◆ **TRABALHO PEDIDO**: Reproduza todos os registros a seguir, linha por linha, sem alterar nada.

◆ **OS REGISTROS**:
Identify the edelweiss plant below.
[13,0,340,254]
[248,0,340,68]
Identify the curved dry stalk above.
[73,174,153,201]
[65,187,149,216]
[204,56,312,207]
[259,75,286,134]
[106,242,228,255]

◆ **RESOLUÇÃO DO EXERCÍCIO**:
Identify the edelweiss plant below.
[13,0,340,254]
[248,0,340,68]
Identify the curved dry stalk above.
[73,174,153,201]
[65,187,149,216]
[204,56,312,207]
[259,75,286,134]
[106,242,228,255]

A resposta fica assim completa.